**QUOTED TEXT**
◆ ◆ ◆ ◆ ◆

### Loading Data

In [None]:
from statsmodels.regression.rolling import RollingOLS
import pandas_datareader.data as web
import matplotlib.pyplot as plt
import statsmodels.api as sm
import pandas as pd
import numpy as np
import datetime as dt
import yfinance as yf
import pandas_ta
import warnings
warnings.filterwarnings('ignore')

In [None]:
# Define a list with the given ticker symbols
klci_stocks = [
    '5681.KL', '3182.KL', '1066.KL', '5285.KL', '5296.KL', '1295.KL',
    '1082.KL', '5183.KL', '7084.KL', '1155.KL', '5819.KL', '1015.KL',
    '4863.KL', '5225.KL', '4715.KL', '5347.KL', '1961.KL', '1023.KL',
    '6888.KL', '4707.KL', '4065.KL', '6947.KL', '6012.KL', '2445.KL',
    '3816.KL', '4197.KL', '4677.KL', '6033.KL', '6742.KL', '8869.KL'
]

# Display the list
print(klci_stocks)

In [None]:

end_date = '2024-03-31'

start_date = '2022-01-01'

df = yf.download(tickers=klci_stocks,
                 start=start_date,
                 end=end_date).stack()

#set date and ticker as index
df.index.names = ['date', 'ticker']

df.columns = df.columns.str.lower()

df

## Calculate Technical Indicator



In [None]:
!pip install pandas-ta
import pandas_ta as ta

In [None]:
df['garman_klass_vol'] = ((np.log(df['high'])-np.log(df['low']))**2)/2-(2*np.log(2)-1)*((np.log(df['adj close'])-np.log(df['open']))**2)

##################can try adjust length
df['rsi'] = df.groupby(level=1)['adj close'].transform(lambda x: pandas_ta.rsi(close=x, length=20))

df['bb_low'] = df.groupby(level=1)['adj close'].transform(lambda x: pandas_ta.bbands(close=np.log1p(x), length=20).iloc[:,0])
                                                          
df['bb_mid'] = df.groupby(level=1)['adj close'].transform(lambda x: pandas_ta.bbands(close=np.log1p(x), length=20).iloc[:,1])
                                                          
df['bb_high'] = df.groupby(level=1)['adj close'].transform(lambda x: pandas_ta.bbands(close=np.log1p(x), length=20).iloc[:,2])

◆ ◆ ◆ ◆ ◆

**RECORDS FOR THIS TASK**

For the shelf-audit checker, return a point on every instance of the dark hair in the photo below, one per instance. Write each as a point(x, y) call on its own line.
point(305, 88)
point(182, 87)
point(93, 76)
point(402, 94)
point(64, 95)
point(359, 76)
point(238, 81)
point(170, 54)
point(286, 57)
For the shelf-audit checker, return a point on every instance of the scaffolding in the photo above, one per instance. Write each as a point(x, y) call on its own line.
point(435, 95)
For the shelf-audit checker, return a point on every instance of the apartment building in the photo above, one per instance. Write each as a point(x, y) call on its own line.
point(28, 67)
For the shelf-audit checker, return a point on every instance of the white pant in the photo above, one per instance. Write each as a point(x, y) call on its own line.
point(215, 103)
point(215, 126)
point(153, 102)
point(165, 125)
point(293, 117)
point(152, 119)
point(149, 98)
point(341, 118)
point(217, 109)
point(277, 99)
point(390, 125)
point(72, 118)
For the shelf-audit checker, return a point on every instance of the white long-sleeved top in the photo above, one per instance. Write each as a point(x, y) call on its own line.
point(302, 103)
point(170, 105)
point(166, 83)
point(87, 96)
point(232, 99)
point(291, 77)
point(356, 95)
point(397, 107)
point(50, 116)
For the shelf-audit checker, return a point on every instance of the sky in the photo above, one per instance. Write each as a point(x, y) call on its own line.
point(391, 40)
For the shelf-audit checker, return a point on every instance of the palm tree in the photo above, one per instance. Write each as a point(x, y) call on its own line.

◆ ◆ ◆ ◆ ◆

**SHORT TASK 1**
Rewrite the part of the stock-data notebook that opens with the words containing "# Display the" and closes with "end=end_date).stack()", replacing "end_date" with "stop_date" throughout.
**SHORT TASK 2**
Reproduce the entries from the line containing "the white long-sleeved" through the line containing "point(50, 116)", with the request line included. Add 50 to both coordinates of every point.
The stock-data notebook and the entries are unrelated to each other.

**RESPONSE 1**
# Display the list
print(klci_stocks)

In [None]:

stop_date = '2024-03-31'

start_date = '2022-01-01'

df = yf.download(tickers=klci_stocks,
                 start=start_date,
                 end=stop_date).stack()

**RESPONSE 2**
For the shelf-audit checker, return a point on every instance of the white long-sleeved top in the photo above, one per instance. Write each as a point(x, y) call on its own line.
point(352, 153)
point(220, 155)
point(216, 133)
point(137, 146)
point(282, 149)
point(341, 127)
point(406, 145)
point(447, 157)
point(100, 166)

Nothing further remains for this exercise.